— ИСХОДНЫЙ ТЕКСТ —
Замечено, когда человек приходит к старцу, он должен идти с полной верой, доверием к его советам и совершенным отречением своего «я». Он должен принимать всего его. Тогда только бывает польза от старческого совета.
Но если человек приходит к старцу и всячески старается отстаивать свои мысли, свои желания, всячески старается доказать правильность своих убеждений, то он уйдет от старца без пользы. Его «я» мешает старцу и не дает благодати действовать на него. Это — своего рода гипноз, но только гипнотизер действует человеческими силами, а люди Духа Божьего благодатью, которая в них.
То же и с благодатью Божией.
Если человек не предоставит Богу вполне и всецело свою душу, очищенную предварительно покаянием, дабы Господь мог творить в ней что угодно, — не будет у него мира душевного и не войдет в нее Господь.
Слышу, батюшка выбился из сил с моей «душой» и, наконец, ласково отпустил ее. Зовет меня и начинает как бы оправдываться, что он старался, но ничего не мог сделать:
— Я ей говорю, а она все свое. Я ей опять, а она не слушает и опять свое (сердцем не воспринимает). Из нее ничего не выйдет. Временем успокоится. Будем молиться.
Слова его, как всегда, оправдались. Я поклонилась ему в ноги:
— Простите, батюшка, что они (интеллигенция) не так к вам ходят, как нужно (я была зла на свой народ, что они так большею частью воспринимали батюшку). Я им говорю, а они ничего не понимают.

Данные разметки координат:

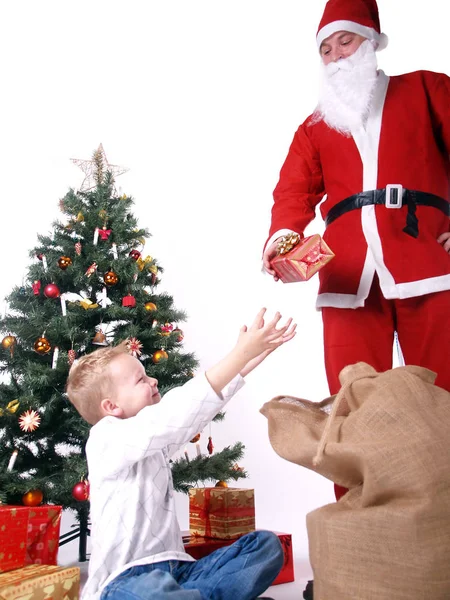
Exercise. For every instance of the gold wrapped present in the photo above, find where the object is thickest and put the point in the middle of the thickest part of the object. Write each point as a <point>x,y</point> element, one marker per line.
<point>41,582</point>
<point>299,259</point>
<point>223,513</point>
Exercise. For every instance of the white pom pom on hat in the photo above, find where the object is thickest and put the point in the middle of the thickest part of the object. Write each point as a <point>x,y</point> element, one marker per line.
<point>356,16</point>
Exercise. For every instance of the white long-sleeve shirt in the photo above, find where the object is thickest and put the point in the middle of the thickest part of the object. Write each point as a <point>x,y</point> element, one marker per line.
<point>131,490</point>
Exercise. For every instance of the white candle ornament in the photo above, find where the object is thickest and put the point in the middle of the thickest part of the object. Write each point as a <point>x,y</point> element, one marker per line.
<point>63,305</point>
<point>55,357</point>
<point>12,460</point>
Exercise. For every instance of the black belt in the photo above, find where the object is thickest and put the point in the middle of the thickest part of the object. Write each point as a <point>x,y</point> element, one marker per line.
<point>393,197</point>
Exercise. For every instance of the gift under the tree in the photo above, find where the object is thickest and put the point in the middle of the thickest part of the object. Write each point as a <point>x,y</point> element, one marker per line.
<point>198,547</point>
<point>28,535</point>
<point>299,259</point>
<point>219,512</point>
<point>13,536</point>
<point>43,535</point>
<point>41,582</point>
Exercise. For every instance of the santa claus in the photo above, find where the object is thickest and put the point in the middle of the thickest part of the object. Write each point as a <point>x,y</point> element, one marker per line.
<point>378,148</point>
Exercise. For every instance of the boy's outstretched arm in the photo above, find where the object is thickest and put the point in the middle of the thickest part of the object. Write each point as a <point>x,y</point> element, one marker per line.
<point>252,347</point>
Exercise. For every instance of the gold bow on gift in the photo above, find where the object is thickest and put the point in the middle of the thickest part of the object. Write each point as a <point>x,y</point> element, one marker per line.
<point>287,242</point>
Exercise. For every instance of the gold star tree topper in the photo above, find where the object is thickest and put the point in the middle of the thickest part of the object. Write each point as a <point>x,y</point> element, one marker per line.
<point>95,169</point>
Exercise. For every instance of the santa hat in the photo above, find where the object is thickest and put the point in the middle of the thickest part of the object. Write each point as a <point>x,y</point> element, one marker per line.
<point>356,16</point>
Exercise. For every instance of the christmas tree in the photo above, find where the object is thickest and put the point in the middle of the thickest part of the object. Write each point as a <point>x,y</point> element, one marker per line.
<point>89,285</point>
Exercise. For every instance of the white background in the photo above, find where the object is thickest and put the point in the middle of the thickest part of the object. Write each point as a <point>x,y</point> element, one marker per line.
<point>200,99</point>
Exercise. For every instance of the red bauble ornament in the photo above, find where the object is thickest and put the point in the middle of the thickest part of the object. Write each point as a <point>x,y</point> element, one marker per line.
<point>80,491</point>
<point>166,329</point>
<point>129,301</point>
<point>180,334</point>
<point>36,285</point>
<point>110,278</point>
<point>33,498</point>
<point>51,291</point>
<point>135,254</point>
<point>104,233</point>
<point>64,262</point>
<point>42,345</point>
<point>159,355</point>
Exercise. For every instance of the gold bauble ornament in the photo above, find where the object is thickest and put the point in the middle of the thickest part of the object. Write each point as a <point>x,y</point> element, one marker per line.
<point>159,355</point>
<point>64,262</point>
<point>99,339</point>
<point>9,342</point>
<point>110,278</point>
<point>42,345</point>
<point>33,498</point>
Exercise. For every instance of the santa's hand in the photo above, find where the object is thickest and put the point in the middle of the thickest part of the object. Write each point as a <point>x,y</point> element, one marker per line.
<point>269,253</point>
<point>444,239</point>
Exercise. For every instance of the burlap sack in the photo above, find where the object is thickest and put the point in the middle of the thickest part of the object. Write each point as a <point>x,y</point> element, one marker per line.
<point>388,538</point>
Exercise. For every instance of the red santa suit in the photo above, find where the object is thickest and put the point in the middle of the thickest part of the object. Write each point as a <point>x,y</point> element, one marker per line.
<point>381,280</point>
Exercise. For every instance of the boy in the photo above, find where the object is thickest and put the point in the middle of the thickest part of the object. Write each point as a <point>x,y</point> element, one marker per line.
<point>137,551</point>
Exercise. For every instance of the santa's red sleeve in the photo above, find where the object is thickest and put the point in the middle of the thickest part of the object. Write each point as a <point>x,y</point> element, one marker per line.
<point>300,187</point>
<point>438,85</point>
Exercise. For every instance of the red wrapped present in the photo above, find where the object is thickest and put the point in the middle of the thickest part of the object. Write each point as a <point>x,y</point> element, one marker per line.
<point>224,513</point>
<point>299,259</point>
<point>43,535</point>
<point>13,536</point>
<point>41,582</point>
<point>198,547</point>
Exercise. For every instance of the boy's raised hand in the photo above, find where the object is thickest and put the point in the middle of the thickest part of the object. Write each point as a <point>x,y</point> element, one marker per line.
<point>258,341</point>
<point>252,347</point>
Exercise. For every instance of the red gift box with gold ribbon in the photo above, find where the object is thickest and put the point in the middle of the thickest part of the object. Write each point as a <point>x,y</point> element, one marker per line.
<point>223,513</point>
<point>198,547</point>
<point>28,535</point>
<point>13,536</point>
<point>43,535</point>
<point>41,582</point>
<point>299,259</point>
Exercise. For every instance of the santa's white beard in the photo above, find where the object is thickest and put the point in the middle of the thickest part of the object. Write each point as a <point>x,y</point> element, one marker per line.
<point>346,91</point>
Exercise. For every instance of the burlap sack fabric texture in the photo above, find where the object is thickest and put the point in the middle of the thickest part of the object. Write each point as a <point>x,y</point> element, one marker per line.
<point>386,437</point>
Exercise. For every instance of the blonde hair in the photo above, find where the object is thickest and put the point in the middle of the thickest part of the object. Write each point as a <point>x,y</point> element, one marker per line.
<point>88,383</point>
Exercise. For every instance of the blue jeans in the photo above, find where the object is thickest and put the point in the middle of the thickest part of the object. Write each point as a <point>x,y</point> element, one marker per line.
<point>241,571</point>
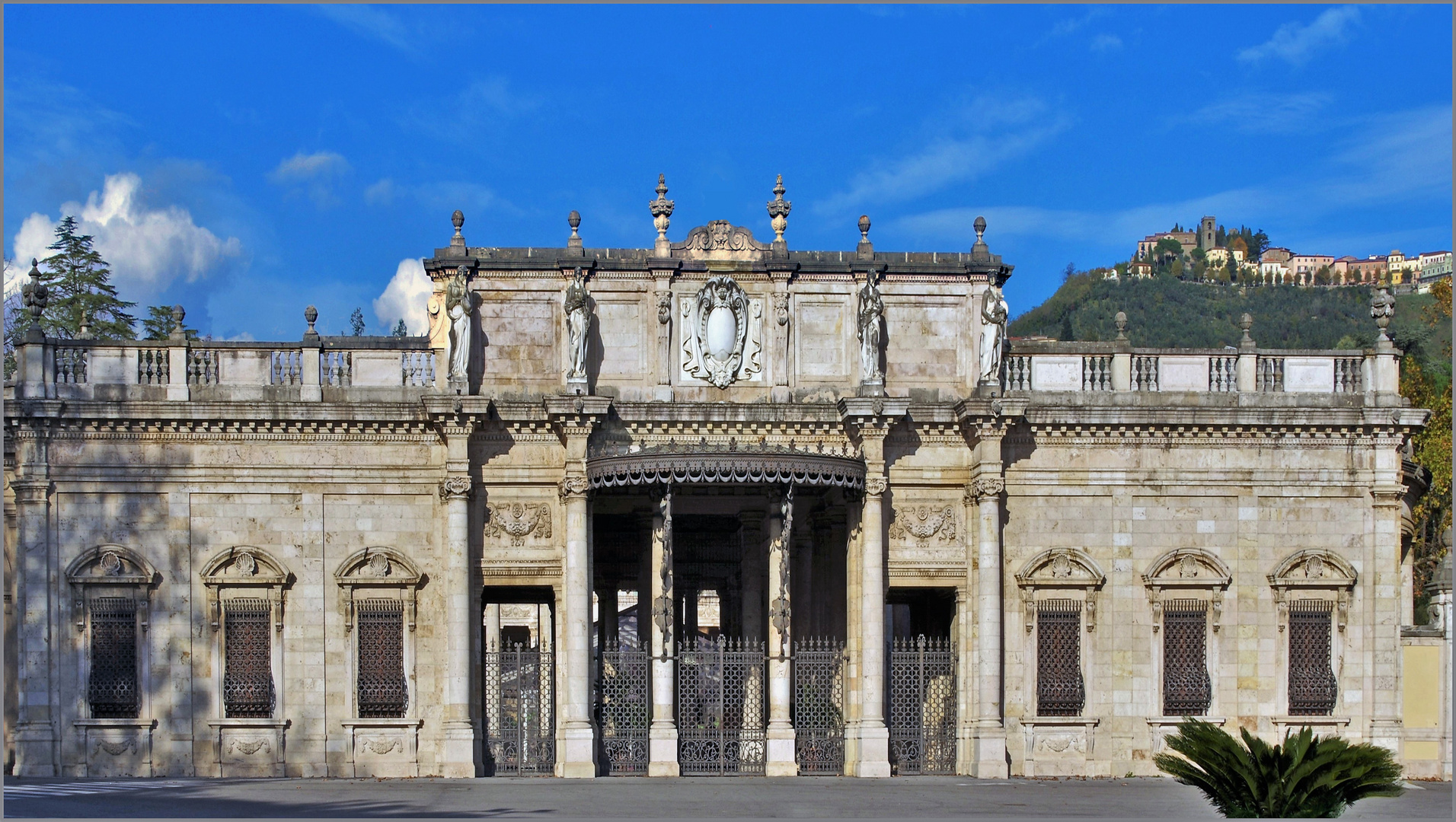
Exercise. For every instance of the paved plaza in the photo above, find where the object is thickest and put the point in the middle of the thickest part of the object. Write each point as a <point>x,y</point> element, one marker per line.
<point>809,798</point>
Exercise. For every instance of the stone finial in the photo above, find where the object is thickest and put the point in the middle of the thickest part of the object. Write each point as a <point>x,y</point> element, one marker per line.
<point>779,210</point>
<point>662,212</point>
<point>178,333</point>
<point>458,241</point>
<point>574,220</point>
<point>34,295</point>
<point>1382,307</point>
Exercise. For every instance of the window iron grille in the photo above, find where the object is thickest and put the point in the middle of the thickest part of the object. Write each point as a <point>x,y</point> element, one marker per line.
<point>113,689</point>
<point>922,706</point>
<point>247,687</point>
<point>1060,690</point>
<point>382,687</point>
<point>1312,684</point>
<point>1187,690</point>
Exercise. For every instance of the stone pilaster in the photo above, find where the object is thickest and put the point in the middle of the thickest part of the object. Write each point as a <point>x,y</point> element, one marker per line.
<point>576,418</point>
<point>781,729</point>
<point>459,756</point>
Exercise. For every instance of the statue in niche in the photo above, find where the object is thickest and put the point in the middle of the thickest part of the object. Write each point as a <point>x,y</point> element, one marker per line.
<point>993,332</point>
<point>458,307</point>
<point>871,309</point>
<point>579,319</point>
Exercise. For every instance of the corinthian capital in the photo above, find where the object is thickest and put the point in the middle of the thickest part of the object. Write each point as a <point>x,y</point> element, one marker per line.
<point>455,488</point>
<point>985,488</point>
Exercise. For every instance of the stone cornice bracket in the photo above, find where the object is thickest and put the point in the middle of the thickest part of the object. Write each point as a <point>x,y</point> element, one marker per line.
<point>455,488</point>
<point>983,489</point>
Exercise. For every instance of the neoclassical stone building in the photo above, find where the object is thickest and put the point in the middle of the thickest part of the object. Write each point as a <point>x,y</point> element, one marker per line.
<point>711,507</point>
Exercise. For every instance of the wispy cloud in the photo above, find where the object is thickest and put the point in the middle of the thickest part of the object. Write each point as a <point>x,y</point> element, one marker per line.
<point>312,174</point>
<point>1264,114</point>
<point>1296,44</point>
<point>372,22</point>
<point>148,247</point>
<point>986,134</point>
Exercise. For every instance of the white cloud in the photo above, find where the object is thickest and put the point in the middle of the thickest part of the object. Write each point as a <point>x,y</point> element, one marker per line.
<point>1296,44</point>
<point>1008,130</point>
<point>314,174</point>
<point>405,297</point>
<point>148,249</point>
<point>1269,114</point>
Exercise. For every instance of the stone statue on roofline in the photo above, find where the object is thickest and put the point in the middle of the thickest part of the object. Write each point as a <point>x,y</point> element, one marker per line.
<point>458,307</point>
<point>993,332</point>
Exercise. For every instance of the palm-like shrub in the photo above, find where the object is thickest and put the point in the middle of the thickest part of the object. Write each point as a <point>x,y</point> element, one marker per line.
<point>1305,777</point>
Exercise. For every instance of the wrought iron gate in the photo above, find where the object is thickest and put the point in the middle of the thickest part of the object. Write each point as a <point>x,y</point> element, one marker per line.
<point>922,706</point>
<point>520,725</point>
<point>625,707</point>
<point>721,690</point>
<point>819,706</point>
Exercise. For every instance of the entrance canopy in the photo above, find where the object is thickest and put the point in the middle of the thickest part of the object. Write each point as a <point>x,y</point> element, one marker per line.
<point>705,463</point>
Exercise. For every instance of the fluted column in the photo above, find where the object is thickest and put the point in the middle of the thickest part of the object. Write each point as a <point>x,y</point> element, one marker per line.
<point>989,748</point>
<point>871,419</point>
<point>781,729</point>
<point>659,626</point>
<point>459,731</point>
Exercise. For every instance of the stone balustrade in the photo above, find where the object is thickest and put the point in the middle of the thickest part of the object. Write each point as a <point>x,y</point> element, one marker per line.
<point>324,368</point>
<point>1108,367</point>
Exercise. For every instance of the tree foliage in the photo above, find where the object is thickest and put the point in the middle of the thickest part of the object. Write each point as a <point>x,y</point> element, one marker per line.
<point>1307,777</point>
<point>79,282</point>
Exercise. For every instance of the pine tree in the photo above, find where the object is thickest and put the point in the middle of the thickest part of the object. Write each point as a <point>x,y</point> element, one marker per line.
<point>158,325</point>
<point>79,281</point>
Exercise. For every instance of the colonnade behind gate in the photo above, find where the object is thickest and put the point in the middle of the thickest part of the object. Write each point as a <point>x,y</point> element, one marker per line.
<point>680,686</point>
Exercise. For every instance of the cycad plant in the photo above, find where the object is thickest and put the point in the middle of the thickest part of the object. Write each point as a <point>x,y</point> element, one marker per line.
<point>1305,777</point>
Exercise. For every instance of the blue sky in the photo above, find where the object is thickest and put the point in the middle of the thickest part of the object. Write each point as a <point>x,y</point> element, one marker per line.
<point>247,161</point>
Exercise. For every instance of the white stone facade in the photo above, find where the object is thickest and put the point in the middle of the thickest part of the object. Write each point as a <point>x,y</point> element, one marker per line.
<point>360,473</point>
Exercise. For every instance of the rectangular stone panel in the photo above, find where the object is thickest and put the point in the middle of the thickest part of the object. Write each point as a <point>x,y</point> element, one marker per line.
<point>1183,373</point>
<point>822,335</point>
<point>1309,374</point>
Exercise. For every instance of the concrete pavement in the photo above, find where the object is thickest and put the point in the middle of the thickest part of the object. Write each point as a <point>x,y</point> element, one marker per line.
<point>810,798</point>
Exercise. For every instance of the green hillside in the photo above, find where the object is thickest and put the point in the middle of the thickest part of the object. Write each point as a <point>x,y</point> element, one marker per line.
<point>1171,313</point>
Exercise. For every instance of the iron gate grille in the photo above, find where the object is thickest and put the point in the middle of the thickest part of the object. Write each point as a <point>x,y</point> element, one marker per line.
<point>113,689</point>
<point>922,706</point>
<point>1311,681</point>
<point>520,710</point>
<point>1187,690</point>
<point>819,706</point>
<point>247,690</point>
<point>382,687</point>
<point>720,707</point>
<point>625,707</point>
<point>1058,658</point>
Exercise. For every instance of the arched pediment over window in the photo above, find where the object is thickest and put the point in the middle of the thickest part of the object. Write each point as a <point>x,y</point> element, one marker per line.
<point>111,565</point>
<point>1184,572</point>
<point>1060,569</point>
<point>1314,574</point>
<point>251,569</point>
<point>373,572</point>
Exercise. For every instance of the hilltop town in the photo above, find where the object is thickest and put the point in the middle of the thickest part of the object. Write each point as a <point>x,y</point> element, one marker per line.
<point>1213,253</point>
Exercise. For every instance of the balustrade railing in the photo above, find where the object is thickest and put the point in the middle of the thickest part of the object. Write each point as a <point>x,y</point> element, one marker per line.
<point>153,367</point>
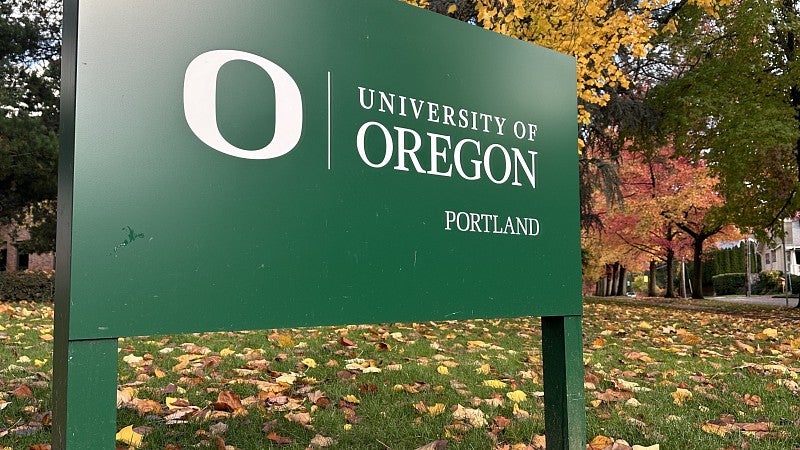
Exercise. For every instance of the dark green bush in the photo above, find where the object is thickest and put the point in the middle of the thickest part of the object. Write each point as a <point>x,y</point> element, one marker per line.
<point>32,286</point>
<point>768,282</point>
<point>729,283</point>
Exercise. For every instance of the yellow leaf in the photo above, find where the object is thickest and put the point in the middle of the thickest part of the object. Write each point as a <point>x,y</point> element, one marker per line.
<point>517,396</point>
<point>286,378</point>
<point>680,396</point>
<point>351,399</point>
<point>771,333</point>
<point>130,437</point>
<point>520,413</point>
<point>436,409</point>
<point>494,384</point>
<point>172,400</point>
<point>309,362</point>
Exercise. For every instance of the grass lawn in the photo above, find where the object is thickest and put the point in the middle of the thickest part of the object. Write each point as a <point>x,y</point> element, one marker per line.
<point>680,375</point>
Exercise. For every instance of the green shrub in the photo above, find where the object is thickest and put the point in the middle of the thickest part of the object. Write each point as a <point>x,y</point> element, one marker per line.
<point>768,282</point>
<point>32,286</point>
<point>729,283</point>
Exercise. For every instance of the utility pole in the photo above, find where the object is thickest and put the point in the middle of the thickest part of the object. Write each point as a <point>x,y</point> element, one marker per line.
<point>748,291</point>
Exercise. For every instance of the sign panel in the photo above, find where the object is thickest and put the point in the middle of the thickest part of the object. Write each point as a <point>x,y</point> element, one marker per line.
<point>245,165</point>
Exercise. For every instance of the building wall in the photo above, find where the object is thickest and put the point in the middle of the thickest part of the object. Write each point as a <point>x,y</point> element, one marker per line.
<point>13,258</point>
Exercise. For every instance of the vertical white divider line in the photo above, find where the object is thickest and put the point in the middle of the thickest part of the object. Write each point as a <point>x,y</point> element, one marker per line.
<point>329,121</point>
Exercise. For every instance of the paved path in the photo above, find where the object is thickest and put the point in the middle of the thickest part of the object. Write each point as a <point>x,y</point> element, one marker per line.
<point>756,300</point>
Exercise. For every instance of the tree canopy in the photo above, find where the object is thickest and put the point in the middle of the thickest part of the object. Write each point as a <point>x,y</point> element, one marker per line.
<point>30,46</point>
<point>732,98</point>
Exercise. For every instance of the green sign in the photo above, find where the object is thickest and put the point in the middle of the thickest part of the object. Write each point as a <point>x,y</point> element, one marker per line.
<point>248,165</point>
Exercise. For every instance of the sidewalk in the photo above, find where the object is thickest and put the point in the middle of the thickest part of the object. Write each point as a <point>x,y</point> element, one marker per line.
<point>756,300</point>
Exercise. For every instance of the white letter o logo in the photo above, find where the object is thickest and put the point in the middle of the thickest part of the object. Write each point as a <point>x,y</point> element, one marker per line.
<point>200,104</point>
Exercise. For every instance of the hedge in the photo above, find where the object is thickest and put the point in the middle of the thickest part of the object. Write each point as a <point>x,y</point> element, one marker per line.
<point>729,283</point>
<point>32,286</point>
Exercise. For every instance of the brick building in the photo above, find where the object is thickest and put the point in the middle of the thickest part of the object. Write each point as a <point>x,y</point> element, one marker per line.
<point>12,260</point>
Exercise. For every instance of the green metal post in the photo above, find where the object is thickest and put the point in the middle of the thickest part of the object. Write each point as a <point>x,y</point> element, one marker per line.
<point>84,395</point>
<point>562,354</point>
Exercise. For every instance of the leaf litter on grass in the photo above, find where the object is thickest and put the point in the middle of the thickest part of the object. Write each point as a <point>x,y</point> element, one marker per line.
<point>656,377</point>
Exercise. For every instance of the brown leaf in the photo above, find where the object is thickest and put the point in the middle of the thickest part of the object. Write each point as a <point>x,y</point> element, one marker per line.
<point>368,388</point>
<point>501,422</point>
<point>22,391</point>
<point>320,441</point>
<point>146,406</point>
<point>303,419</point>
<point>441,444</point>
<point>599,442</point>
<point>228,401</point>
<point>280,440</point>
<point>759,426</point>
<point>266,427</point>
<point>219,443</point>
<point>752,400</point>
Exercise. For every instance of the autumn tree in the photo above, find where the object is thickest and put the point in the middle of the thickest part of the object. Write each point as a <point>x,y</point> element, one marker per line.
<point>29,84</point>
<point>732,98</point>
<point>670,210</point>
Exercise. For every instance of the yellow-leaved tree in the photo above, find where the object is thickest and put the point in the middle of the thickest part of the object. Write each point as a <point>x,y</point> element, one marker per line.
<point>600,34</point>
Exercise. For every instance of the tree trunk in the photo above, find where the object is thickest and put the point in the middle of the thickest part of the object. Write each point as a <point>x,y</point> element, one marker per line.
<point>651,280</point>
<point>614,278</point>
<point>670,292</point>
<point>697,276</point>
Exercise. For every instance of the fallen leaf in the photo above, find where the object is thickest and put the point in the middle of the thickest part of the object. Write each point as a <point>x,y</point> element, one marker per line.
<point>130,437</point>
<point>517,396</point>
<point>599,442</point>
<point>309,362</point>
<point>280,440</point>
<point>436,409</point>
<point>303,419</point>
<point>494,384</point>
<point>440,444</point>
<point>484,369</point>
<point>351,399</point>
<point>22,391</point>
<point>474,417</point>
<point>320,441</point>
<point>680,396</point>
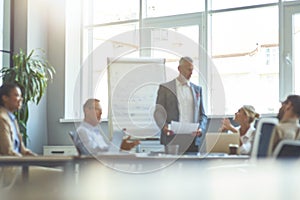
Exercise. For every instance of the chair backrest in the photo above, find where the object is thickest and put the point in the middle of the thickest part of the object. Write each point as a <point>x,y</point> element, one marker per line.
<point>262,137</point>
<point>287,149</point>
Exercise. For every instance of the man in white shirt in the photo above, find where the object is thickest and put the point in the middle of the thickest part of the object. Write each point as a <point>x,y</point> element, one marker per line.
<point>180,100</point>
<point>288,127</point>
<point>90,138</point>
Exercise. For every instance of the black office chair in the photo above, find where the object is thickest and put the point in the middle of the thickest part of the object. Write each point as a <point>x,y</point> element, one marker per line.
<point>262,137</point>
<point>287,149</point>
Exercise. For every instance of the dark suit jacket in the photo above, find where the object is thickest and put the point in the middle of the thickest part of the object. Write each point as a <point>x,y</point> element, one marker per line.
<point>167,109</point>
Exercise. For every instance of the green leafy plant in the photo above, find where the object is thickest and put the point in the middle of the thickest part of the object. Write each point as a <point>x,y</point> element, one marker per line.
<point>32,73</point>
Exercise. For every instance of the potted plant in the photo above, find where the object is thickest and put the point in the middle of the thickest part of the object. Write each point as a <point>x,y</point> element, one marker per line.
<point>32,73</point>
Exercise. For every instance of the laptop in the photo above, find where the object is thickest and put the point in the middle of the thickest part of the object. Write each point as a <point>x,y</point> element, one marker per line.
<point>218,142</point>
<point>115,143</point>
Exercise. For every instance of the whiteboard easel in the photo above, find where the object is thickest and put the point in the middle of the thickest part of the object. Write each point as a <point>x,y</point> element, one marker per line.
<point>132,90</point>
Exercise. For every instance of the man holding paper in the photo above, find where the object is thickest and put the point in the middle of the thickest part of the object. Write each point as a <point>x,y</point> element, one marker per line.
<point>181,101</point>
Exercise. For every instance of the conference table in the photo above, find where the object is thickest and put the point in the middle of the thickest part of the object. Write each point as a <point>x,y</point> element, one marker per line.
<point>123,161</point>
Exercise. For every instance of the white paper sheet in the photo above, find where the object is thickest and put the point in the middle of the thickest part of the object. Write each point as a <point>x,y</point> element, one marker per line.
<point>183,128</point>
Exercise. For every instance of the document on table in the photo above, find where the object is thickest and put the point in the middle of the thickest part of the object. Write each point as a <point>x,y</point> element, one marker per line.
<point>183,128</point>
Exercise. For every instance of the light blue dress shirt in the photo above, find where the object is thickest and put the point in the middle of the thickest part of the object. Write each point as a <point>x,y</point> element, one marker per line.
<point>15,137</point>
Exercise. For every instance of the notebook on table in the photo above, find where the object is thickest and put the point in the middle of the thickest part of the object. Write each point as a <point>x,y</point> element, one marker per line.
<point>219,142</point>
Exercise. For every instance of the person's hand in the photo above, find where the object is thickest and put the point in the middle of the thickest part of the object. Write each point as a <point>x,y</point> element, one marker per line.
<point>227,126</point>
<point>29,153</point>
<point>197,133</point>
<point>128,145</point>
<point>167,131</point>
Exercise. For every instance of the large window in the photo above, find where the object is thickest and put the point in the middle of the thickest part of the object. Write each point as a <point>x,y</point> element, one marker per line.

— ФОРМУЛИРОВКИ ЗАДАНИЙ —
A) Измените отрывок исходного текста: начните с предложения, в котором есть слова «Если человек не», и закончите словами «ничего не понимают.». Во всем отрывке замените «мира душевного» на «покоя душевного».
B) Переведите на английский язык предложение из исходного текста: «Слова его, как всегда, оправдались».
C) Чем, согласно исходному тексту, действует гипнотизер?

— ОТВЕТЫ ПО ЗАДАНИЯМ —
A)
Если человек не предоставит Богу вполне и всецело свою душу, очищенную предварительно покаянием, дабы Господь мог творить в ней что угодно, — не будет у него покоя душевного и не войдет в нее Господь.
Слышу, батюшка выбился из сил с моей «душой» и, наконец, ласково отпустил ее. Зовет меня и начинает как бы оправдываться, что он старался, но ничего не мог сделать:
— Я ей говорю, а она все свое. Я ей опять, а она не слушает и опять свое (сердцем не воспринимает). Из нее ничего не выйдет. Временем успокоится. Будем молиться.
Слова его, как всегда, оправдались. Я поклонилась ему в ноги:
— Простите, батюшка, что они (интеллигенция) не так к вам ходят, как нужно (я была зла на свой народ, что они так большею частью воспринимали батюшку). Я им говорю, а они ничего не понимают.

B) His words, as always, came true.

C) Человеческими силами.